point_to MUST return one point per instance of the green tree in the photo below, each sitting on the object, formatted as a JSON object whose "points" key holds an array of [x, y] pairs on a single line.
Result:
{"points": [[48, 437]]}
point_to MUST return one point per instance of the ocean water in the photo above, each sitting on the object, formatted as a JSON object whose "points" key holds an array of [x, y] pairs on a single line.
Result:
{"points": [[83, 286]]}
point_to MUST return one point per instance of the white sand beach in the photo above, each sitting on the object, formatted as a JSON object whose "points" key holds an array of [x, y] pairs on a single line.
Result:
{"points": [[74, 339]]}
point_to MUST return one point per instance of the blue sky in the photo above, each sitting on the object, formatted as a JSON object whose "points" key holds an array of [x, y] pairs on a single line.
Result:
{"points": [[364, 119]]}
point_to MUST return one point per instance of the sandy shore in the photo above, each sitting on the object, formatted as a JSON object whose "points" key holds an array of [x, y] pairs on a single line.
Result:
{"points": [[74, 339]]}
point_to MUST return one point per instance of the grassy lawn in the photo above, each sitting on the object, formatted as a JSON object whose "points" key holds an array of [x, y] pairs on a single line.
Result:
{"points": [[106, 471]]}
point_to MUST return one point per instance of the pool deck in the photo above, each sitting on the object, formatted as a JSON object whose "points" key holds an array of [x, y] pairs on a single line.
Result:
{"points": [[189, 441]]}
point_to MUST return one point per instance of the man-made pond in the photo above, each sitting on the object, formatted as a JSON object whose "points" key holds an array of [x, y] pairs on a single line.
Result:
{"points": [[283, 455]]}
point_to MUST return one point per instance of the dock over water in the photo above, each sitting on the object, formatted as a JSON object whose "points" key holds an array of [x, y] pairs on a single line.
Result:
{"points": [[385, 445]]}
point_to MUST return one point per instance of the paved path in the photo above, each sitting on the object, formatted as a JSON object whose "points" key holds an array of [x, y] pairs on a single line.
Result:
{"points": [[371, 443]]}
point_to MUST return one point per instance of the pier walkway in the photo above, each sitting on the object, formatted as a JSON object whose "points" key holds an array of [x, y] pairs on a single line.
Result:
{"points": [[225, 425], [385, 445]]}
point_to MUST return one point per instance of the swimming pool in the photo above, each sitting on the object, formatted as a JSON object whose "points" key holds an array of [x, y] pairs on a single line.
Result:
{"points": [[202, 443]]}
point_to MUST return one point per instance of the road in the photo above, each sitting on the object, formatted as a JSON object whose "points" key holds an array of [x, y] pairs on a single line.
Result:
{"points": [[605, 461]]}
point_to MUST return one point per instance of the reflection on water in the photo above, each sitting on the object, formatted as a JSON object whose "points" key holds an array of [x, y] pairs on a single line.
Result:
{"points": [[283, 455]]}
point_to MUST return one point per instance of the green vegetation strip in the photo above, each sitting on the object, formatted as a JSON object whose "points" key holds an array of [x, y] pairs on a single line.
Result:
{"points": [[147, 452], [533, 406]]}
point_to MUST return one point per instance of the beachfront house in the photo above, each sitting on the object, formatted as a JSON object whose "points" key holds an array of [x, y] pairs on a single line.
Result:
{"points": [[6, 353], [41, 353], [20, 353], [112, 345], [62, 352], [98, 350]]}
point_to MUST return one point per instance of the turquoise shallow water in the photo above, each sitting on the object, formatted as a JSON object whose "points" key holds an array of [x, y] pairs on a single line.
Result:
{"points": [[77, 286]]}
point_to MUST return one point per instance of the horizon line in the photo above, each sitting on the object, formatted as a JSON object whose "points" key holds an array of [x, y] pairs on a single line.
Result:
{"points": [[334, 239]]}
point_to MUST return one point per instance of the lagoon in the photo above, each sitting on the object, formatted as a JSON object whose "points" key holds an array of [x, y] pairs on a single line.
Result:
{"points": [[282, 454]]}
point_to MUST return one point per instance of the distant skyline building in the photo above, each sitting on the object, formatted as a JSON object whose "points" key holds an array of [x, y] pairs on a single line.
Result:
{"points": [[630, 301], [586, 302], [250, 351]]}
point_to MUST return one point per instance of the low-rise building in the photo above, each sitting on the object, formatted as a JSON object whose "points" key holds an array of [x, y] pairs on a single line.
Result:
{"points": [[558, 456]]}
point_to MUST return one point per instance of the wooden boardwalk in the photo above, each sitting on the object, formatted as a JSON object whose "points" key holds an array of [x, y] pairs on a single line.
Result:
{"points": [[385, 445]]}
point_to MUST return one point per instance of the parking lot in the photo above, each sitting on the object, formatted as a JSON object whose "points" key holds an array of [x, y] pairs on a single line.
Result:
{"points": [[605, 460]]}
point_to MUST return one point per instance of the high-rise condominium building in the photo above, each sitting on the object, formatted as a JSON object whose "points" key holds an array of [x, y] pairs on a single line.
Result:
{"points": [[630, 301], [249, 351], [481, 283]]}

*WORK REQUEST*
Please report every line of the records above that contains the word "pool".

*ANSWER TO THE PROBLEM*
point_to MUST return one point per instance of the pool deck in the photo above, each sitting on the object, formatted as a JSON object whose "points" key holds an array of [x, y] pairs on a single line.
point_to MUST return one point per instance of the swimming pool in the photo above, each sitting on the object, formatted as a JSON object whose "points" key holds an array of [x, y] pairs on a single line.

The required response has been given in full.